##### DATA SHOWN #####
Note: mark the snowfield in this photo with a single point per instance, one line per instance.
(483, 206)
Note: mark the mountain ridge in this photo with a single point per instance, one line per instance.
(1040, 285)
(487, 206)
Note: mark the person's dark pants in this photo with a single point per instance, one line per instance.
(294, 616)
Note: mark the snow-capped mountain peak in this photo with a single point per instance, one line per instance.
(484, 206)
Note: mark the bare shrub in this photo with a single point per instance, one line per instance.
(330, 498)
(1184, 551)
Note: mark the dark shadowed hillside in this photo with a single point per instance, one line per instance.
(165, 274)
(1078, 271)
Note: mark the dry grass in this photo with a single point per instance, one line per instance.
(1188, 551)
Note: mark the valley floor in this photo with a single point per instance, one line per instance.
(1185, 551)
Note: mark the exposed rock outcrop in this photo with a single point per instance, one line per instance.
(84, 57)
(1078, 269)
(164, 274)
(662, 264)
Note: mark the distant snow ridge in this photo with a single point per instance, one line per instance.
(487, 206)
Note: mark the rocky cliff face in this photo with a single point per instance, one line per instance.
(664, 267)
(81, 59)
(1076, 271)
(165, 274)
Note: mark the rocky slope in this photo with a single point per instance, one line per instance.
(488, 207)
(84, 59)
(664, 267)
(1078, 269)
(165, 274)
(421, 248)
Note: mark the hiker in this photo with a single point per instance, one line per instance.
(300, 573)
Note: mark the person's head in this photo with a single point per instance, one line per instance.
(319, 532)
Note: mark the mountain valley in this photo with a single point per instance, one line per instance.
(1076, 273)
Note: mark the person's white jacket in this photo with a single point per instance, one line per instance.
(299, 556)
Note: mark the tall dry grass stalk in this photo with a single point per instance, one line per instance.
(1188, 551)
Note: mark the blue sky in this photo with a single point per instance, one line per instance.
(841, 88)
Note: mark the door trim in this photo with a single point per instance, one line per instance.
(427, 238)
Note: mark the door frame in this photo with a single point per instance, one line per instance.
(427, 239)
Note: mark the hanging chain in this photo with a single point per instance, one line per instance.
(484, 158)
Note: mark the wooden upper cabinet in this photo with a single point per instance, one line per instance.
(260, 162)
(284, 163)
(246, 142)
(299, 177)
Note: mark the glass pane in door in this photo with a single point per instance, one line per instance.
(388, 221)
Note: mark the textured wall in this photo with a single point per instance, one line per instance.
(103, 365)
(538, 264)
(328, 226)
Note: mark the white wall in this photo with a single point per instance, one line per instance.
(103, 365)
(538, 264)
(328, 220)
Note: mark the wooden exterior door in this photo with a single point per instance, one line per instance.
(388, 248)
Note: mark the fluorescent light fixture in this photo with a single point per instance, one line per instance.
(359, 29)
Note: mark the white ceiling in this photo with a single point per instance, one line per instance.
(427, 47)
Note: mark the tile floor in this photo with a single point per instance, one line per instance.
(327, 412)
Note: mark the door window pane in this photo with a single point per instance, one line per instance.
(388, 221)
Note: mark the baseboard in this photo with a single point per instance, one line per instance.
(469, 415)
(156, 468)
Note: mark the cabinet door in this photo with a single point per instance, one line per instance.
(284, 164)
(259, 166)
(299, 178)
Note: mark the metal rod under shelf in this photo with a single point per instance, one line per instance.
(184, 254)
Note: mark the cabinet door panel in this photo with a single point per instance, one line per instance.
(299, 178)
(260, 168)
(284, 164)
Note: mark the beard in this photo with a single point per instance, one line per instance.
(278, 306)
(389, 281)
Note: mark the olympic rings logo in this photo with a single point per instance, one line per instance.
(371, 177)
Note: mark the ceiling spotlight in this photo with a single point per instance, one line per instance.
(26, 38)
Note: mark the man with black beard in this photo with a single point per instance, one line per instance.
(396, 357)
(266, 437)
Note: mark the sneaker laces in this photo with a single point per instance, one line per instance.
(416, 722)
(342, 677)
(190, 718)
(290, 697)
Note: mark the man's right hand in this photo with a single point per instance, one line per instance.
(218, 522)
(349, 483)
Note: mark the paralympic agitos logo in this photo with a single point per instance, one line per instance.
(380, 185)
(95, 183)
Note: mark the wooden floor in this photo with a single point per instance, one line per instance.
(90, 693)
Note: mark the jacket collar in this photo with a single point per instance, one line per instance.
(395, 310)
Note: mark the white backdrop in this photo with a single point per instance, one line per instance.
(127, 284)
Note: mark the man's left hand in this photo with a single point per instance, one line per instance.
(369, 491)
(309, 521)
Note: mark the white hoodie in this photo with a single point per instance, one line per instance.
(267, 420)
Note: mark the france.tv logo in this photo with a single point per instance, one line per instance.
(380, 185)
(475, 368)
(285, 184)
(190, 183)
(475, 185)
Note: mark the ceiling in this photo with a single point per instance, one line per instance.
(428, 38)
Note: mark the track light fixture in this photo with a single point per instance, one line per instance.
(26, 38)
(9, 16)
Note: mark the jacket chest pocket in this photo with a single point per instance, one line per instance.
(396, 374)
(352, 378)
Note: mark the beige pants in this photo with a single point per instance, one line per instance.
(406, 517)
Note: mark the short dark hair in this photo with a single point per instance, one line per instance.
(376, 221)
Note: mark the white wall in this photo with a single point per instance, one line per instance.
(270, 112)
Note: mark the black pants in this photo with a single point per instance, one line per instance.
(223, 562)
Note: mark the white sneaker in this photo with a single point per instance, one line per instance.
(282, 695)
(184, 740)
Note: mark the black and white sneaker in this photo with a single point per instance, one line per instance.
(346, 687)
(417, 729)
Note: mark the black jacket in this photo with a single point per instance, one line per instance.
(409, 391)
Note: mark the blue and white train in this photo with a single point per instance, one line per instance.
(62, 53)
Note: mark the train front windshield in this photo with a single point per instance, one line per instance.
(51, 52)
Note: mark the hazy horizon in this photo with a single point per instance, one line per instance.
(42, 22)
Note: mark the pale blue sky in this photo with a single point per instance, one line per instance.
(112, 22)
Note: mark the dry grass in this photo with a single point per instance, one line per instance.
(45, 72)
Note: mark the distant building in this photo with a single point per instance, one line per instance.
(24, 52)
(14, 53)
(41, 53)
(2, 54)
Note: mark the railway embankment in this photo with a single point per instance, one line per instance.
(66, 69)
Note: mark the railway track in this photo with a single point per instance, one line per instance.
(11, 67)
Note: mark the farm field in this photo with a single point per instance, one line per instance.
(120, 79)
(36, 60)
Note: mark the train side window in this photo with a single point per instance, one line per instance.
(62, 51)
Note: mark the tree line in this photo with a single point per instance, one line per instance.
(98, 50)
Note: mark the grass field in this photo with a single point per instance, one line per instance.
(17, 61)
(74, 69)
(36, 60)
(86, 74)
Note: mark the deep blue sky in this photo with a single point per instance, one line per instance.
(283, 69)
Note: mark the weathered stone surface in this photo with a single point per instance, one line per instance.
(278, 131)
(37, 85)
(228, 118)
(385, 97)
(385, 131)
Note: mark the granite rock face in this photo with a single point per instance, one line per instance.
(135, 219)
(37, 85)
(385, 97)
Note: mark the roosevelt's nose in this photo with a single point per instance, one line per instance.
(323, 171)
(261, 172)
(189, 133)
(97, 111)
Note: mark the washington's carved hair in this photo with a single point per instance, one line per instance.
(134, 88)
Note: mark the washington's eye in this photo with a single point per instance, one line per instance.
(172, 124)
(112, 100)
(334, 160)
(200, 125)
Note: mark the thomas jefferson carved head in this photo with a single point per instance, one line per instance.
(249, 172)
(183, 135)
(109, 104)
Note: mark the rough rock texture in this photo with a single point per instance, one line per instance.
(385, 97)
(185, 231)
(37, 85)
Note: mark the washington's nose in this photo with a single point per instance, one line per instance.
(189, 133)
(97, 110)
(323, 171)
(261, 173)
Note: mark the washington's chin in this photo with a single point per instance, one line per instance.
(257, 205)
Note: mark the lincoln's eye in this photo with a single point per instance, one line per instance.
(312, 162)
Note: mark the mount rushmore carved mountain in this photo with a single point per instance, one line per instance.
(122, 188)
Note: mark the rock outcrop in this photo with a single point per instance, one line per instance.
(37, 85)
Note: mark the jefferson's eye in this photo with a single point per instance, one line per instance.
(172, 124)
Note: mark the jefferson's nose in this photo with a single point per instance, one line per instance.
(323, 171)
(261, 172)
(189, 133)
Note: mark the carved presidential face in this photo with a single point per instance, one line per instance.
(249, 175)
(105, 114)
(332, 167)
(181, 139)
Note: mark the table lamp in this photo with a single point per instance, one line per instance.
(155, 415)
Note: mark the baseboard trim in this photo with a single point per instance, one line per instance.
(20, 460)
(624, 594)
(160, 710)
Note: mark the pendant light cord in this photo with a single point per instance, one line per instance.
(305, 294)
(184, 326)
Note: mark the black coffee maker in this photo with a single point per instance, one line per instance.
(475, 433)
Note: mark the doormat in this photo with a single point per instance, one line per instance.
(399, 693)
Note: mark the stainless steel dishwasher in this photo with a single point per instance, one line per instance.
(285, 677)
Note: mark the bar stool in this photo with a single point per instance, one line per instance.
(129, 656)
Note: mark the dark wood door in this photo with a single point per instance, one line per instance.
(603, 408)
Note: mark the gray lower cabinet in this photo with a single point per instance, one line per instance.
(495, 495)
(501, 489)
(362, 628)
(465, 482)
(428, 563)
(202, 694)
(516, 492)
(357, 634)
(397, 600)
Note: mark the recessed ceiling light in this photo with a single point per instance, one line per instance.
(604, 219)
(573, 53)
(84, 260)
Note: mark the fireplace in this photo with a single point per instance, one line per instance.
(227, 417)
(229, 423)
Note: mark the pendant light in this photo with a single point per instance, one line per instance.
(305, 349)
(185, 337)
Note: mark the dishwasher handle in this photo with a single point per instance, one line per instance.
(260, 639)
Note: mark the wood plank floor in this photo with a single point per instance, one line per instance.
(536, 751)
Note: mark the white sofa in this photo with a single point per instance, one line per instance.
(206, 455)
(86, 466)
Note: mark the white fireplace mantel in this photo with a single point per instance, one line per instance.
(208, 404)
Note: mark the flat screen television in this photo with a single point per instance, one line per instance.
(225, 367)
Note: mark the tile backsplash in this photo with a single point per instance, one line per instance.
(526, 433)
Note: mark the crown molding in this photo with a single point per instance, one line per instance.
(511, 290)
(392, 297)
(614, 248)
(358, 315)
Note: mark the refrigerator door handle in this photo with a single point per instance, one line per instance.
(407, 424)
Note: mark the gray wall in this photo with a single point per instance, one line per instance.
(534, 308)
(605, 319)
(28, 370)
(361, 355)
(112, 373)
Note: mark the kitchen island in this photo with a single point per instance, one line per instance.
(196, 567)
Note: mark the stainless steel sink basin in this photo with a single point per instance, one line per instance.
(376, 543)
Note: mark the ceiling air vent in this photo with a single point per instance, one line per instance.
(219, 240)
#####
* [TASK INSTRUCTIONS]: For this exercise, please retype exactly the lines in the listing from the line with "Note: mark the refrigerator" through its last line, both ends included.

* [REPLY TO THE EXERCISE]:
Note: mark the refrigerator door handle in this photo with a single point per instance, one line per instance.
(407, 424)
Note: mark the gray wall in this photo with a single point per instance, one line per instance.
(534, 308)
(605, 319)
(28, 370)
(361, 355)
(112, 373)
Note: mark the kitchen island in this photo with a single point per instance, one line per instance.
(196, 567)
Note: mark the stainless steel sink basin in this photo with a single point per instance, one line per instance.
(376, 543)
Note: mark the ceiling air vent in this photo with a single point per instance, one line per instance.
(219, 240)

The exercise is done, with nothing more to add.